• Given information:
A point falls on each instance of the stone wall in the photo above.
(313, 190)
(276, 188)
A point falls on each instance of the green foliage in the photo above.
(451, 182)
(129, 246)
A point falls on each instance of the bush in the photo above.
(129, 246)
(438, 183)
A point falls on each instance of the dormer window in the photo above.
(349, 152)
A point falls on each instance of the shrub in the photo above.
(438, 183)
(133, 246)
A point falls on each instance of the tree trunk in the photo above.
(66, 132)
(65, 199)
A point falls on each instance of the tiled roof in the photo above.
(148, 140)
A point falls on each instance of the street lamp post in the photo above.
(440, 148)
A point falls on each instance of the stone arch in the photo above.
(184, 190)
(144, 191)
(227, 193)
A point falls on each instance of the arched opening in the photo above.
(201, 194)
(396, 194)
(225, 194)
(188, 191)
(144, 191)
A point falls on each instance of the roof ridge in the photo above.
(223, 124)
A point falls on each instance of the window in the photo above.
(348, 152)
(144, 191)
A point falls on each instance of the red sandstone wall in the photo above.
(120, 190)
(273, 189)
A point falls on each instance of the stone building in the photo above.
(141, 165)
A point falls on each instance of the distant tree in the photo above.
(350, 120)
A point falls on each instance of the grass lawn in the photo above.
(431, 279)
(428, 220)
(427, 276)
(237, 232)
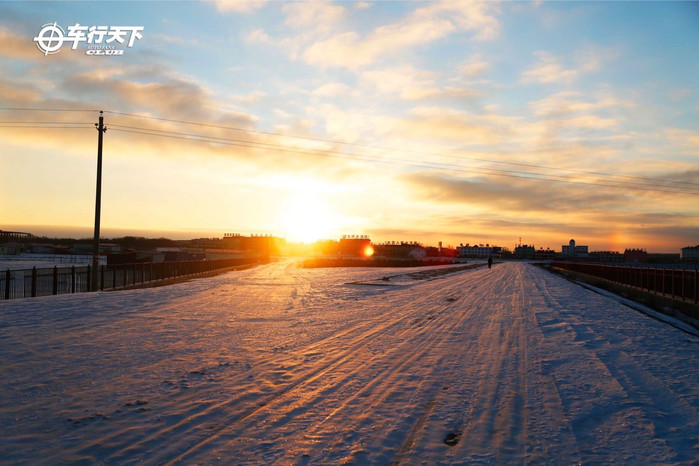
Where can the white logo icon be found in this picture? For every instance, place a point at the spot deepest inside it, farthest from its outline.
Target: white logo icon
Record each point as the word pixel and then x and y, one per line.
pixel 51 38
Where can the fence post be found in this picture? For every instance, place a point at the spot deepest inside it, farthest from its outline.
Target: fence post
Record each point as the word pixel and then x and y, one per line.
pixel 682 290
pixel 33 293
pixel 663 282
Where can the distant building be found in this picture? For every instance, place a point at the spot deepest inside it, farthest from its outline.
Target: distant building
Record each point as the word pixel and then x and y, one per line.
pixel 400 250
pixel 635 255
pixel 690 253
pixel 264 245
pixel 544 254
pixel 13 235
pixel 10 249
pixel 354 245
pixel 479 252
pixel 524 251
pixel 607 256
pixel 571 250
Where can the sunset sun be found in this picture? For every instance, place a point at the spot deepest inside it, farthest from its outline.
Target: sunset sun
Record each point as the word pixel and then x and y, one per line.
pixel 306 218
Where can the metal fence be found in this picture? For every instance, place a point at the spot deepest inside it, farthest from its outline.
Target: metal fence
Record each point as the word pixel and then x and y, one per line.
pixel 61 280
pixel 675 283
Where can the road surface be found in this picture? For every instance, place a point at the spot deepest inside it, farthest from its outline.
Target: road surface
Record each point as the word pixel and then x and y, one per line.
pixel 279 364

• Exercise requirements: Whenever a line of the entries contains "white", it counts toward the total; state that total alone.

• Written solution: 2